**WHAT NEEDS TO BE DONE:** Rewrite the data from the line holding "Return the outline of every instance of the **bus" through the end of the data, inclusive, with "bus wheel" replaced by "bus tire" and nothing else changed.

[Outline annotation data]
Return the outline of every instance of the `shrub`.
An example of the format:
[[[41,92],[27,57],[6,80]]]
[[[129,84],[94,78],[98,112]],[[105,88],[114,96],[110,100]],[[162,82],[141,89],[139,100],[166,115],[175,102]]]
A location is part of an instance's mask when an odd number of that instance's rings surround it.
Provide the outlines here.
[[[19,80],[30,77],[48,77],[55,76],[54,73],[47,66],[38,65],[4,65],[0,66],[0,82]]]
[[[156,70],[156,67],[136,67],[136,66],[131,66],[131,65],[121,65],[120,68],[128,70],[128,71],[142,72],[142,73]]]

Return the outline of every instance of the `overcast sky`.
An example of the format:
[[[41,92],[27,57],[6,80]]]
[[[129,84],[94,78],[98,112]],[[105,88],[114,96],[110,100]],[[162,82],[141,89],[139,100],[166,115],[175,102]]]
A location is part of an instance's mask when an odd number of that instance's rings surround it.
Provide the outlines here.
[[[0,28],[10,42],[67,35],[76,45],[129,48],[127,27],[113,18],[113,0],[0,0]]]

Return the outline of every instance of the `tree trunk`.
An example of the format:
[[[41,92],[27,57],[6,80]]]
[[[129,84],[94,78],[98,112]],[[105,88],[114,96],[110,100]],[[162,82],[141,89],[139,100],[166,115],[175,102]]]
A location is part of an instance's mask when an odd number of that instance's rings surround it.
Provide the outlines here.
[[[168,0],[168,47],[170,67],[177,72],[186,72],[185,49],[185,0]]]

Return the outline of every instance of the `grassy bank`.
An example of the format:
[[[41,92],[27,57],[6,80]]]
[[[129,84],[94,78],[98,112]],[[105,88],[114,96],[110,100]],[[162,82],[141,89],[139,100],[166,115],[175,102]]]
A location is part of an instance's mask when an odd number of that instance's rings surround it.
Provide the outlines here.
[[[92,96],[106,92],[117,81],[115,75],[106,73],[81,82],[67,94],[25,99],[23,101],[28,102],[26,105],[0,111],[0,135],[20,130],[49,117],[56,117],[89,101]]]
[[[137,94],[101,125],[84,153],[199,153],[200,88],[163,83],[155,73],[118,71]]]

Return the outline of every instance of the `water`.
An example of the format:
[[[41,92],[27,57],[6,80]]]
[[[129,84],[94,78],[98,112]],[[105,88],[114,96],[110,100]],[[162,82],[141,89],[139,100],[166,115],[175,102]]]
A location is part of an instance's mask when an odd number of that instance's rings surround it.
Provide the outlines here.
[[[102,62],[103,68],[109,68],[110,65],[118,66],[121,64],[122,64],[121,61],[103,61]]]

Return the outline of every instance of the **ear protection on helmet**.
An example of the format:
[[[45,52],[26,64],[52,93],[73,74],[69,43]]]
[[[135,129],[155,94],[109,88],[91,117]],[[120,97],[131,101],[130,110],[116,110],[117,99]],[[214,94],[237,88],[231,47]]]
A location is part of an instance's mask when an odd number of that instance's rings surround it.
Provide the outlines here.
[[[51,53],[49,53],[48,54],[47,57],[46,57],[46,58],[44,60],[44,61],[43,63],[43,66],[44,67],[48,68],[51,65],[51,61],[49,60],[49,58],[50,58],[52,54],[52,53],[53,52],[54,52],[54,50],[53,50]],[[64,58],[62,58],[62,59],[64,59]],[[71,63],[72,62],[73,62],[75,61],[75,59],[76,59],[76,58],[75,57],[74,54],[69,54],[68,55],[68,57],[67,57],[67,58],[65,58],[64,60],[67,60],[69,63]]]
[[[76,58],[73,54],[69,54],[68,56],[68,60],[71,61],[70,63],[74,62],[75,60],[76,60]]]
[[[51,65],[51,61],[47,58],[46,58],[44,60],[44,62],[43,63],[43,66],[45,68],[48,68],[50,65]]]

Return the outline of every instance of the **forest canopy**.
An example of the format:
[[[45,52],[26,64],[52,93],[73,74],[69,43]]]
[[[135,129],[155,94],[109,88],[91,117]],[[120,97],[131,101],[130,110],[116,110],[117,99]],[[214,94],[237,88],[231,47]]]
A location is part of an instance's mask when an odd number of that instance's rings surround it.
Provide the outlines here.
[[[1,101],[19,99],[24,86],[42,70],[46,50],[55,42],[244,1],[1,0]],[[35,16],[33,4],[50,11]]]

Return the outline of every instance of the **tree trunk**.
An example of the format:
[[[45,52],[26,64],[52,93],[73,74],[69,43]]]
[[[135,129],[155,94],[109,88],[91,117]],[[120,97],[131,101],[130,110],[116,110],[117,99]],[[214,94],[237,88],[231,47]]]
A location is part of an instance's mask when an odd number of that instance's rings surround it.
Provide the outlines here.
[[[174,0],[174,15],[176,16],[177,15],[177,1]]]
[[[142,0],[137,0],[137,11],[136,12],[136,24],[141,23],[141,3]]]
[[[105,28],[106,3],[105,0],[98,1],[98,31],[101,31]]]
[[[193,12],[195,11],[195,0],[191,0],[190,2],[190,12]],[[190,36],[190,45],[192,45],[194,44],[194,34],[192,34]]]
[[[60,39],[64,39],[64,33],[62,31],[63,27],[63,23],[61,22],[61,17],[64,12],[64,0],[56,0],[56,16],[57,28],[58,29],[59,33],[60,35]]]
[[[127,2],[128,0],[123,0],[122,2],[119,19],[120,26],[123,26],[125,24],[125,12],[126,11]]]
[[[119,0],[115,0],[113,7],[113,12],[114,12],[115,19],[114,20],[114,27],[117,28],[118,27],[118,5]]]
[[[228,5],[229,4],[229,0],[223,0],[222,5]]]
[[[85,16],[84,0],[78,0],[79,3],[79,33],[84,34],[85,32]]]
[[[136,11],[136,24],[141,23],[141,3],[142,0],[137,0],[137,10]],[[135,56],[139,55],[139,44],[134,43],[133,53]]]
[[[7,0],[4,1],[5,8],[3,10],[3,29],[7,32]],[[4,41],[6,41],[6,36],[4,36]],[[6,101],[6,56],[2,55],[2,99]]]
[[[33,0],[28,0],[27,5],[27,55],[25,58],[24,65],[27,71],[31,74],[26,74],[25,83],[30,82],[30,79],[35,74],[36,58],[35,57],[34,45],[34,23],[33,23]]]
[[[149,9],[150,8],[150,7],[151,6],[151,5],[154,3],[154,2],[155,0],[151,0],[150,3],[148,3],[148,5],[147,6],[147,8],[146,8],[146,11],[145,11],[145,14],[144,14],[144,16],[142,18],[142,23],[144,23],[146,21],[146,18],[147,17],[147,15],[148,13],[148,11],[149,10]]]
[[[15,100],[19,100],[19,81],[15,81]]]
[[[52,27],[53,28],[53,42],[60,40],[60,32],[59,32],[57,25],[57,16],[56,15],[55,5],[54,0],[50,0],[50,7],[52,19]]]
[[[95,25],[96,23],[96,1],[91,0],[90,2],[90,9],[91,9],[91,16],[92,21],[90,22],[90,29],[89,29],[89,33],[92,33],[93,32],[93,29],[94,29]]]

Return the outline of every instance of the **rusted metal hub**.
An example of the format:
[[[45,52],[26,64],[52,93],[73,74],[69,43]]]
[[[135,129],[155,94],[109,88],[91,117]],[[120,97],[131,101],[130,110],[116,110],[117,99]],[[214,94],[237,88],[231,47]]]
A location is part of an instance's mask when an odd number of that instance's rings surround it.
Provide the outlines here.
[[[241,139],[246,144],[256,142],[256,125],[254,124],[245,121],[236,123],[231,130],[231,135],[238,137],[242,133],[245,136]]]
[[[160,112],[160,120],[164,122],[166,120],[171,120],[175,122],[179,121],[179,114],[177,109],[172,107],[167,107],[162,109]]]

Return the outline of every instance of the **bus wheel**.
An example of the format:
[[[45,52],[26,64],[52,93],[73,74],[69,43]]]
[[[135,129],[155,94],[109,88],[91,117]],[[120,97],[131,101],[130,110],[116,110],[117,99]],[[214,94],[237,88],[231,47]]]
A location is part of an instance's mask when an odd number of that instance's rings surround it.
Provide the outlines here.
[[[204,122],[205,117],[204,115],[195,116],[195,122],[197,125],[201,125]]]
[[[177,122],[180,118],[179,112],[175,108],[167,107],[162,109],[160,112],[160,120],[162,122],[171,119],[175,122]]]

**OUTPUT FOR THIS TASK:**
Return the outline of every instance of the **bus tire**.
An example of the format:
[[[45,52],[26,64],[52,93],[73,74],[69,43]]]
[[[135,129],[155,94],[109,88],[91,117]],[[120,97],[131,101],[130,110],[116,110],[117,99]],[[214,94],[237,88],[231,47]]]
A location is part of an instance's mask when an odd number of that instance's rings surround it.
Provide the outlines here.
[[[204,122],[205,117],[204,115],[195,116],[195,122],[197,125],[201,125]]]
[[[177,122],[180,118],[179,112],[175,108],[167,107],[162,109],[160,112],[160,120],[162,122],[171,119],[175,122]]]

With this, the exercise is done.